# [Exercise details]
If a line of the records contains the word "below", list it.

# [Natural language region descriptions]
____

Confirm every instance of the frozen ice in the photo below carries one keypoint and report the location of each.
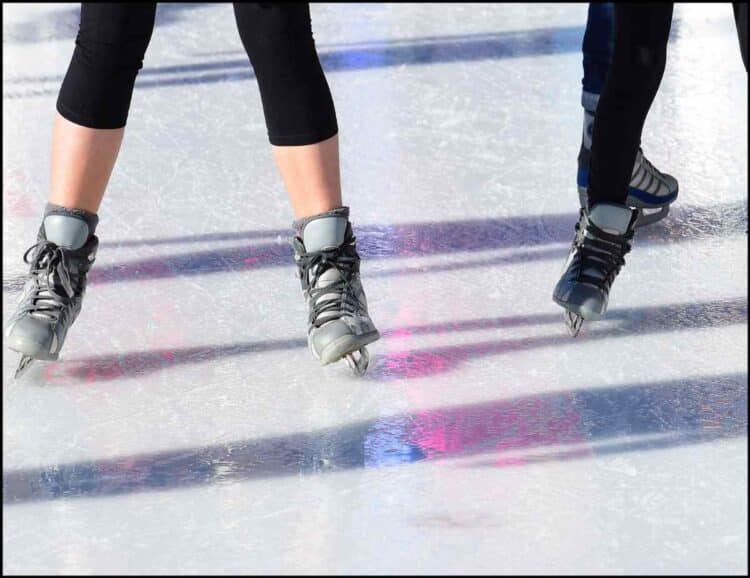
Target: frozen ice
(186, 427)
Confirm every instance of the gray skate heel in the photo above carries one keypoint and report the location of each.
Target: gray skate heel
(339, 326)
(597, 254)
(54, 289)
(650, 191)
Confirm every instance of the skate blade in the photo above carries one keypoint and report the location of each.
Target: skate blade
(573, 322)
(23, 366)
(644, 219)
(358, 364)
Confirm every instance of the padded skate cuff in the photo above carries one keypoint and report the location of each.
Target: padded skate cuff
(299, 225)
(589, 101)
(91, 219)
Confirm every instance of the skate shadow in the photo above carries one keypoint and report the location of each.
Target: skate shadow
(417, 363)
(528, 234)
(428, 362)
(516, 431)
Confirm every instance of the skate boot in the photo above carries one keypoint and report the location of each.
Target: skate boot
(603, 238)
(328, 267)
(53, 293)
(651, 192)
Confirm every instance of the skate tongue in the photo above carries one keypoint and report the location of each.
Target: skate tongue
(324, 233)
(611, 218)
(637, 163)
(65, 231)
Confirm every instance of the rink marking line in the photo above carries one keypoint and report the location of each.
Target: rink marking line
(681, 407)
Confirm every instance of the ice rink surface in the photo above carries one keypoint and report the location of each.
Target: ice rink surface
(187, 428)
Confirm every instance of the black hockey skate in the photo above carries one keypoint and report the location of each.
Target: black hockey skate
(597, 254)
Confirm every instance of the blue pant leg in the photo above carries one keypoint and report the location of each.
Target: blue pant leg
(598, 43)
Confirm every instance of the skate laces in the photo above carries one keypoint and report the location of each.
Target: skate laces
(335, 298)
(48, 266)
(601, 251)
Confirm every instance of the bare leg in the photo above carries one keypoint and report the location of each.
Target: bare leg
(82, 162)
(311, 175)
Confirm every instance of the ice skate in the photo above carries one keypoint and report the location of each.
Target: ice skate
(54, 290)
(602, 240)
(650, 191)
(339, 326)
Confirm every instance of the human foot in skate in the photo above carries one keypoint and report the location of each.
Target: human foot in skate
(603, 238)
(55, 286)
(339, 326)
(650, 191)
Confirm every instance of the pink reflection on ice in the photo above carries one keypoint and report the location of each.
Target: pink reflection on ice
(531, 422)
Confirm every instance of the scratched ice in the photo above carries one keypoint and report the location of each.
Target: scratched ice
(186, 427)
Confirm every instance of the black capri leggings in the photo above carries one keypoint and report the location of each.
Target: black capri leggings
(112, 41)
(638, 61)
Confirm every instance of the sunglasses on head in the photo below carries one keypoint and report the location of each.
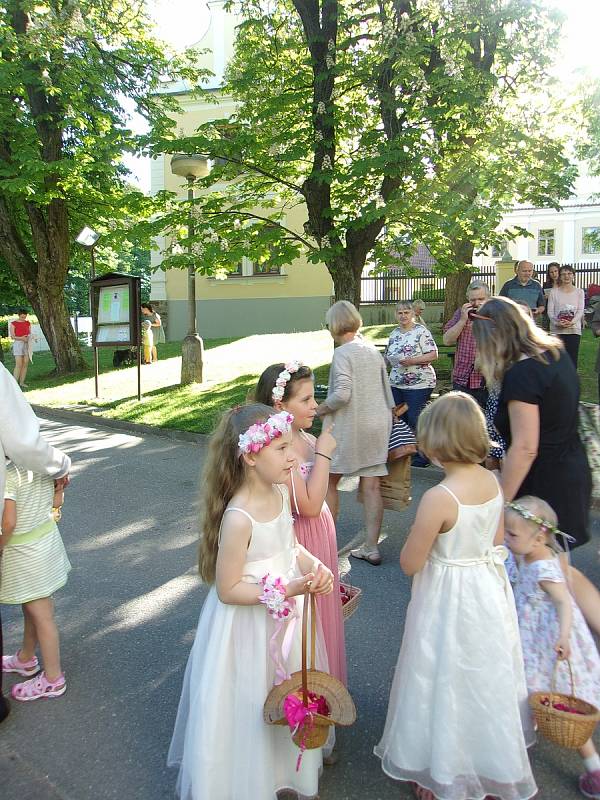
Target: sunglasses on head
(475, 315)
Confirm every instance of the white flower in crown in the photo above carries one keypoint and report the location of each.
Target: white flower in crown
(262, 433)
(283, 377)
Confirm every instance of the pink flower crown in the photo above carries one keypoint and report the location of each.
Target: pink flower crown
(261, 434)
(283, 378)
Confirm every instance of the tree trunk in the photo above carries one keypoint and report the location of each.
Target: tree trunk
(457, 282)
(42, 277)
(52, 314)
(346, 280)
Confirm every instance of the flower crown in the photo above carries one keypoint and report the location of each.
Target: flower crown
(545, 525)
(261, 434)
(283, 378)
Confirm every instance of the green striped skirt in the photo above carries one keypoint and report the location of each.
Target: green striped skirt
(33, 565)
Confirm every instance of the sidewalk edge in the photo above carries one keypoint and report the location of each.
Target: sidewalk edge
(136, 428)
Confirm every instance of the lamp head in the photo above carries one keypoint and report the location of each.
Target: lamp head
(87, 237)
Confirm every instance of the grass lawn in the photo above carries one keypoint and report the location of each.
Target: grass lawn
(231, 368)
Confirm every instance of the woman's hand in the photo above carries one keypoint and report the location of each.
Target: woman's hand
(326, 443)
(322, 583)
(563, 648)
(299, 585)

____

# [Final answer]
Confirm every instance of the frozen ice in the photo below carries one keypoint and report the location of each.
Confirm every instance of the sunglasses on head in the photo below carries one keypoint and report the location of each.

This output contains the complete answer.